▶ **What is expected**
In the records, each line holding "Could" must be reported.

(Collected data entries)
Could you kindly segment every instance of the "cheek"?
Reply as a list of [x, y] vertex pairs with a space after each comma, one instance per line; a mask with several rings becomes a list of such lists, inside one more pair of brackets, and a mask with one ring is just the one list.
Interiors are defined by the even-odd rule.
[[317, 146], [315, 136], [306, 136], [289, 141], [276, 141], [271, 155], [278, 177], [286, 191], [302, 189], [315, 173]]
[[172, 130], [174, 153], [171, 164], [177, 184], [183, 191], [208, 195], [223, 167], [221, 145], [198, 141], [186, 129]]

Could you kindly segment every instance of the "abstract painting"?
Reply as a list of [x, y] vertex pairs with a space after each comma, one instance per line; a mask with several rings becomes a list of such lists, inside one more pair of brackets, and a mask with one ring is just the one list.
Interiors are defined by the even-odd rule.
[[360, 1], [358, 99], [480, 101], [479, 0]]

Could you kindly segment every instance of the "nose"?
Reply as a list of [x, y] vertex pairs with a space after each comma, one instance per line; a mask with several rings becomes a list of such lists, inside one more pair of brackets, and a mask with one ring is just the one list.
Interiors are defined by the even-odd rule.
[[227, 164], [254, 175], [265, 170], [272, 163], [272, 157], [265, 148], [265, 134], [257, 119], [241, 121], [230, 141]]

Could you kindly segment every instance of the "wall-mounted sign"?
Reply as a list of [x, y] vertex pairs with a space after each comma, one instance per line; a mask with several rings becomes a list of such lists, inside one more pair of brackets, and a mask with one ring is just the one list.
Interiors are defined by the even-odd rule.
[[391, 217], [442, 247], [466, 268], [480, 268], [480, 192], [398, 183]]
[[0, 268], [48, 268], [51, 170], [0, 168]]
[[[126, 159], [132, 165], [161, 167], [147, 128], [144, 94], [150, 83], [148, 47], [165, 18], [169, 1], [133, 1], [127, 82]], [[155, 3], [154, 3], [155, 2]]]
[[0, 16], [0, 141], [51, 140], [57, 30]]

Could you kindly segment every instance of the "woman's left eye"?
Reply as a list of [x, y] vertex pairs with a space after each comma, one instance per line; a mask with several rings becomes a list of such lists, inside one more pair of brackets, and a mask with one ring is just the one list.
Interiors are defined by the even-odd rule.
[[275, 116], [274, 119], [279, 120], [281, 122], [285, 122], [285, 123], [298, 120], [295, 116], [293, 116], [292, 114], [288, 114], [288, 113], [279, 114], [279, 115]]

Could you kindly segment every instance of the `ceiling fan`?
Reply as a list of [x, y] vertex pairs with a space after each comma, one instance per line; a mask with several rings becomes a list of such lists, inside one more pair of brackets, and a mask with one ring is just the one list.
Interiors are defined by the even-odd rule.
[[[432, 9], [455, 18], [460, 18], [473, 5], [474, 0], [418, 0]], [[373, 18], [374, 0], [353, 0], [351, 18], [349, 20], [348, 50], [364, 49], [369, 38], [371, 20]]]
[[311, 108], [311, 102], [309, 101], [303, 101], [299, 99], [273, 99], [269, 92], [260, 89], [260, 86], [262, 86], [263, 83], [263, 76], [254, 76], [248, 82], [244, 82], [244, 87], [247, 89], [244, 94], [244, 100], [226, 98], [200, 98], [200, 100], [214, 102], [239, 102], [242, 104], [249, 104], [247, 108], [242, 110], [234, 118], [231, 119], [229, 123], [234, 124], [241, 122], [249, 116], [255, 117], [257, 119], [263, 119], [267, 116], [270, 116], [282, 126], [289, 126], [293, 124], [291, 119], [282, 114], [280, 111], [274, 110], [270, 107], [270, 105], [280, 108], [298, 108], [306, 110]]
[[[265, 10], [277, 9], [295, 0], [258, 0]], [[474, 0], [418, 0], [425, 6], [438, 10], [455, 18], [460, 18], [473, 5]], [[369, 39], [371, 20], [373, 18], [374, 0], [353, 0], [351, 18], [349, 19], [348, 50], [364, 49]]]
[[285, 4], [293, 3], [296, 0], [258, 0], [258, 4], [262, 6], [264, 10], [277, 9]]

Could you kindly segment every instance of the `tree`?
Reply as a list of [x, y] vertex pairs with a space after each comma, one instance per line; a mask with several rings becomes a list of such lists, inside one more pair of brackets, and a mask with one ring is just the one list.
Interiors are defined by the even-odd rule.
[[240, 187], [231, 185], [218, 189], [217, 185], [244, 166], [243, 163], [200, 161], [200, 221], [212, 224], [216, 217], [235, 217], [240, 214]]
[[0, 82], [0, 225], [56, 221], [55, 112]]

▶ **Exercise answer**
Could you kindly segment every instance of the "cheek"?
Could you kindly segment every instance of the "abstract painting"?
Could you kindly segment every instance of the "nose"?
Could you kindly segment every instance of the "wall-mounted sign"?
Could you kindly segment every instance of the "woman's left eye"?
Could you kindly segment every instance of the `ceiling fan`?
Could you kindly segment every instance of the `tree`?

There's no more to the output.